§ Stored data entries
******
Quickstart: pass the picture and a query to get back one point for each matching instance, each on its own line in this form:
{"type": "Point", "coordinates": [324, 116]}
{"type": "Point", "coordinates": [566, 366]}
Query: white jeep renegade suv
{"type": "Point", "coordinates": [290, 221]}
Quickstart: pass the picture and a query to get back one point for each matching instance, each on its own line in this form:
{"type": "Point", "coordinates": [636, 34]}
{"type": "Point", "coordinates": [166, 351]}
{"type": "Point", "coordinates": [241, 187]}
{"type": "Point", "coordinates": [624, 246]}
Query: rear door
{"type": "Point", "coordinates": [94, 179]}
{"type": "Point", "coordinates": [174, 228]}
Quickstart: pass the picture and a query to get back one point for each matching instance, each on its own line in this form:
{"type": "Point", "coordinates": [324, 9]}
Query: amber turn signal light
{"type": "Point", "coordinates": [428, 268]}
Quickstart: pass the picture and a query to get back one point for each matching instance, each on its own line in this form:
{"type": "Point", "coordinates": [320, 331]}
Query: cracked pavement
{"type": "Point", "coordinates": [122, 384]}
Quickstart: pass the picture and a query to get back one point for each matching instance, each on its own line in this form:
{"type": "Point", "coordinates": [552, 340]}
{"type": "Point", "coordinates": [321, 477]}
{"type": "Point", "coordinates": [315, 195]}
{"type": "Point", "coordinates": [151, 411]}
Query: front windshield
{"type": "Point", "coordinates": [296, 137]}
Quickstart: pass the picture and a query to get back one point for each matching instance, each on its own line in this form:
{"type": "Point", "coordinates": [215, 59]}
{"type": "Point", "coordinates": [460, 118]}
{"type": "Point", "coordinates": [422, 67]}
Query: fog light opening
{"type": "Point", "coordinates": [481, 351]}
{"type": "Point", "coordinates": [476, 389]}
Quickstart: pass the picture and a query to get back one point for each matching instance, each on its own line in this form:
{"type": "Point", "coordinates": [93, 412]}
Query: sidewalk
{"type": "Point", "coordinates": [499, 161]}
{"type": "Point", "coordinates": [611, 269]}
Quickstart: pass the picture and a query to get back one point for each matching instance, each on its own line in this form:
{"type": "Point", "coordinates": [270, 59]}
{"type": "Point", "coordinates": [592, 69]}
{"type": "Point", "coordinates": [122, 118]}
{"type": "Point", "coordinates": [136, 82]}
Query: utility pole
******
§ To do
Output every record above exactly as it was given.

§ Finished task
Quickstart: pass the picture and a query to get back one point for each matching instance, each on its own line in this form:
{"type": "Point", "coordinates": [324, 116]}
{"type": "Point", "coordinates": [566, 366]}
Query: white jeep renegade suv
{"type": "Point", "coordinates": [290, 221]}
Quickstart: pass the picture and a query to get back one point for each matching instance, each on its own line in this form:
{"type": "Point", "coordinates": [636, 34]}
{"type": "Point", "coordinates": [166, 351]}
{"type": "Point", "coordinates": [241, 187]}
{"type": "Point", "coordinates": [624, 246]}
Query: rear door
{"type": "Point", "coordinates": [94, 179]}
{"type": "Point", "coordinates": [174, 228]}
Quickstart: pass the picture and a query to get back one point for each matching instance, each on its own line in this form:
{"type": "Point", "coordinates": [324, 9]}
Query: amber turn signal light
{"type": "Point", "coordinates": [428, 268]}
Quickstart: pass the picture and a query to get back one point for each matching instance, each on its own line in this form:
{"type": "Point", "coordinates": [320, 331]}
Query: cracked pavement
{"type": "Point", "coordinates": [122, 384]}
Quickstart: pass the picture and a query to get back one point for each matching instance, each on its own line in this form:
{"type": "Point", "coordinates": [552, 340]}
{"type": "Point", "coordinates": [321, 477]}
{"type": "Point", "coordinates": [315, 195]}
{"type": "Point", "coordinates": [151, 411]}
Query: front windshield
{"type": "Point", "coordinates": [296, 137]}
Quickstart: pass the picture and a query to get back one point for each matching instance, each on its own line in this form:
{"type": "Point", "coordinates": [215, 59]}
{"type": "Point", "coordinates": [460, 118]}
{"type": "Point", "coordinates": [422, 67]}
Query: fog light opening
{"type": "Point", "coordinates": [481, 351]}
{"type": "Point", "coordinates": [476, 389]}
Quickstart: pass the picture and a query to get back one point for each matching instance, each on its own line in this form:
{"type": "Point", "coordinates": [93, 412]}
Query: sidewalk
{"type": "Point", "coordinates": [499, 161]}
{"type": "Point", "coordinates": [611, 269]}
Quickstart: pass the picture and a query to get back one point for each matching instance, each on its own line in this form:
{"type": "Point", "coordinates": [270, 59]}
{"type": "Point", "coordinates": [592, 69]}
{"type": "Point", "coordinates": [122, 118]}
{"type": "Point", "coordinates": [136, 82]}
Query: utility pole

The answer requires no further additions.